GIVEN INFORMATION:
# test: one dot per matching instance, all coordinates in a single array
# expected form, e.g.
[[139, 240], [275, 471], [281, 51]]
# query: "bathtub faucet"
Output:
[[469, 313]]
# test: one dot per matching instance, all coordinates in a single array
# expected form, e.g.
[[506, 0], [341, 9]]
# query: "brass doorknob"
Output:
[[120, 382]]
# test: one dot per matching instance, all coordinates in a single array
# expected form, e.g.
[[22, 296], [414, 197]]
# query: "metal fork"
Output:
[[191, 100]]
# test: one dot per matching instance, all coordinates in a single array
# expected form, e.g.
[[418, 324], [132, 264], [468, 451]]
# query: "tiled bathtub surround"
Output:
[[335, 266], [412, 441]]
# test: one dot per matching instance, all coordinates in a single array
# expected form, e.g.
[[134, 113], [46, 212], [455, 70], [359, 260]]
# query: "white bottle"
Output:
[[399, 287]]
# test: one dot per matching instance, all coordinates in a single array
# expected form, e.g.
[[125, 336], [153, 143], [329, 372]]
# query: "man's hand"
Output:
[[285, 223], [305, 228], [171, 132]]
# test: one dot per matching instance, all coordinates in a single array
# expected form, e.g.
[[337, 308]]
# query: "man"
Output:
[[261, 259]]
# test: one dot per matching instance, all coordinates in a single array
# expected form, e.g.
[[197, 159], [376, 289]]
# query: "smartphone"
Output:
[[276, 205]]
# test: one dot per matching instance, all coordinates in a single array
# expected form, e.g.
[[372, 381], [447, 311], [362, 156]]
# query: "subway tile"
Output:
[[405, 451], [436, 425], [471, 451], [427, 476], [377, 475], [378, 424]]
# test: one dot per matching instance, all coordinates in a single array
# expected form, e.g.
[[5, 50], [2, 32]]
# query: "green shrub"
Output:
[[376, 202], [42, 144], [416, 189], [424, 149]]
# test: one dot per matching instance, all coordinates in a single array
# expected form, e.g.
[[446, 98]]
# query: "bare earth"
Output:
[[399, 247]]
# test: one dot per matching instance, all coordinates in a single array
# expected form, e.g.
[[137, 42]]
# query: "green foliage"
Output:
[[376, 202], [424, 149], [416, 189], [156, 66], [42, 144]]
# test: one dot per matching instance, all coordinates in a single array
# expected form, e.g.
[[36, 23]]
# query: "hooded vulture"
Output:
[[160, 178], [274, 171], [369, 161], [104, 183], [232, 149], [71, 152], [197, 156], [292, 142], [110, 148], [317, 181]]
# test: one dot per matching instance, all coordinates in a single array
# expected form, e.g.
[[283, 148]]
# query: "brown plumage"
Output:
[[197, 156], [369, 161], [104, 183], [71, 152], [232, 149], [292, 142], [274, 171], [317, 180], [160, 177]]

WORK ORDER:
All of the records must be repeated exactly.

WRITTEN ANSWER:
# test: one dot per matching instance, all coordinates in a single array
# expected form, e.g.
[[139, 240], [275, 471], [281, 51]]
# query: "bathtub faucet"
Output:
[[469, 313]]
# test: one dot per matching instance, all coordinates in a single array
# expected form, e.g.
[[506, 0], [341, 9]]
# query: "brass doorknob"
Output:
[[120, 382]]
# test: one dot per matching instance, all coordinates in a single array
# expected form, e.g.
[[22, 296], [414, 197]]
# query: "metal fork"
Output:
[[191, 100]]
# test: one dot per matching instance, all coordinates in a single array
# expected form, e.g.
[[418, 324], [132, 264], [468, 451]]
# query: "tiled bathtub surround"
Output:
[[335, 266], [412, 441]]
# test: one dot per matching instance, all coordinates in a single array
# expected form, e.g.
[[134, 113], [46, 212], [455, 70], [359, 260]]
# query: "white bottle"
Output:
[[399, 287]]
# test: one dot per matching instance, all coordinates in a single array
# expected form, e.g.
[[125, 336], [153, 143], [329, 372]]
# query: "man's hand"
Output:
[[285, 223], [305, 228], [171, 132]]
# test: one dot per matching instance, all coordinates in a single array
# expected form, e.g.
[[337, 308]]
# query: "man"
Output:
[[261, 259]]
# test: one dot per matching instance, all coordinates in a single array
# expected form, e.g.
[[197, 159], [376, 289]]
# query: "smartphone"
Output:
[[276, 205]]
# test: one dot per matching instance, all coordinates in a single array
# expected form, e.g.
[[372, 381], [447, 311], [362, 156]]
# query: "subway tile"
Output:
[[405, 451], [436, 425], [471, 451], [427, 476], [377, 475], [378, 424]]
# test: one dot per matching instance, all coordinates in a single array
# expected form, e.g.
[[5, 50], [2, 32]]
# query: "green shrub"
Output:
[[376, 202], [42, 144], [416, 189], [424, 149]]
# test: one dot per matching instance, all coordinates in a single array
# expected form, e.g.
[[446, 98]]
# query: "bare earth"
Output:
[[399, 247]]
# test: one dot per matching instance, all coordinates in a single array
# expected form, e.g.
[[137, 42]]
# query: "green foliage"
Output:
[[376, 202], [424, 149], [416, 189], [156, 66], [42, 144]]
# test: one dot per matching instance, all coordinates in a single array
# expected form, e.g.
[[36, 23]]
# query: "hooded vulture"
Output:
[[160, 178], [274, 171], [369, 161], [104, 183], [232, 149], [71, 152], [197, 156], [292, 142], [110, 148], [317, 181]]
# test: one dot per matching instance, all coordinates in a single array
# expected form, e.g.
[[283, 148]]
# query: "brown plumage"
Output:
[[197, 156], [369, 161], [104, 183], [71, 152], [232, 149], [292, 142], [274, 171], [317, 180], [160, 177]]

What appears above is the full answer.